__Input material__
★ ★ ★ ★
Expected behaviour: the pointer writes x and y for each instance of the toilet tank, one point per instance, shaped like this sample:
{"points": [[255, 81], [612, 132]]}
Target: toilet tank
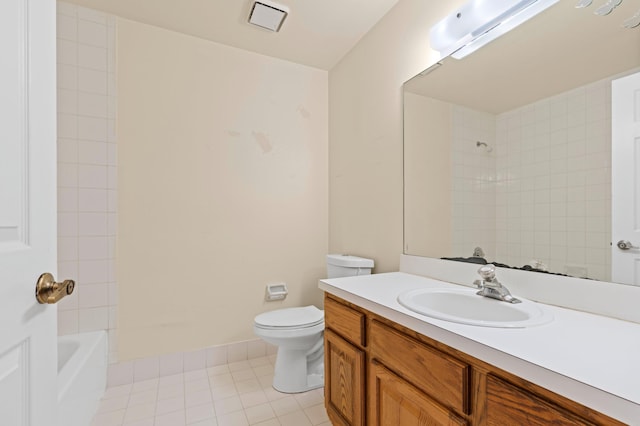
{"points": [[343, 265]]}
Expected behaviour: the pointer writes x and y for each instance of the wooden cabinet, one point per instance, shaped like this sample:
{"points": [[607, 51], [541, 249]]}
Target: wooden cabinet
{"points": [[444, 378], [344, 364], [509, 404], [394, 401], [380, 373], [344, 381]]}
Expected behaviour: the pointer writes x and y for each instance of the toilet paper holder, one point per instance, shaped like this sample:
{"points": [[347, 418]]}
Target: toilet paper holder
★ ★ ★ ★
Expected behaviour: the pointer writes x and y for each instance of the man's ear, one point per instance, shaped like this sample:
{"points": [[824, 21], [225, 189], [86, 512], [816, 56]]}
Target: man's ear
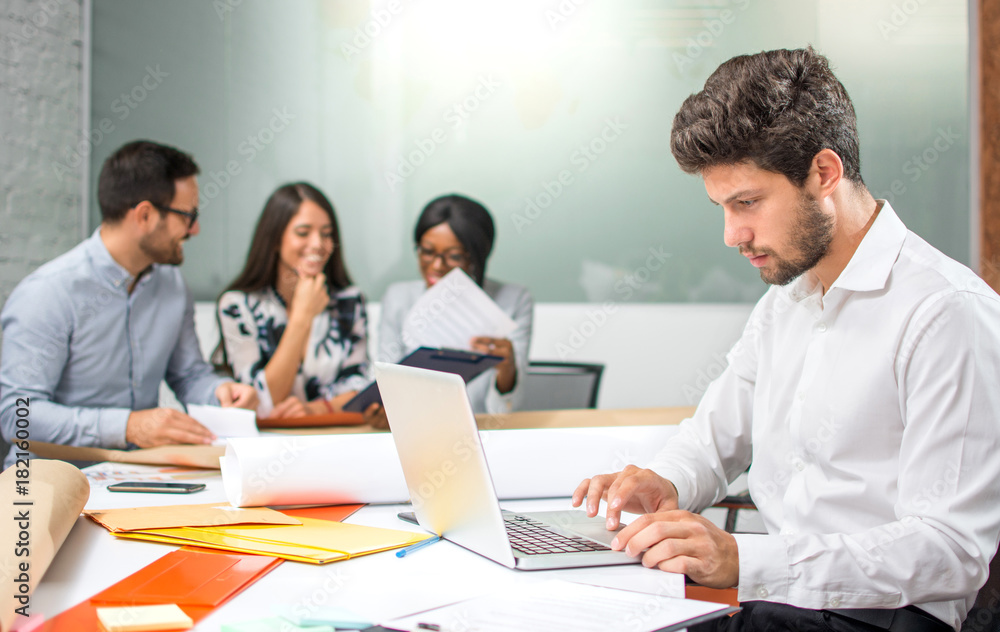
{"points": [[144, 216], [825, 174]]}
★ ★ ★ ★
__Aim of the exercise__
Reprint exactly the lines above that start at the one with "of the wooden" and end at the one with "Target: toilet paper holder", keeping both and adding none.

__Response to the task__
Expected behaviour: the pointer writes x and y for each instance of the wooden cabinet, one point per instance, shaped like this sample:
{"points": [[607, 51], [541, 249]]}
Target: wooden cabinet
{"points": [[444, 378], [344, 364], [509, 404], [394, 401], [380, 373], [344, 381]]}
Expected behaviour: the pointer writes x and y for each instance of the toilet paper holder, one point per instance, shaped like this sample:
{"points": [[347, 418]]}
Target: toilet paper holder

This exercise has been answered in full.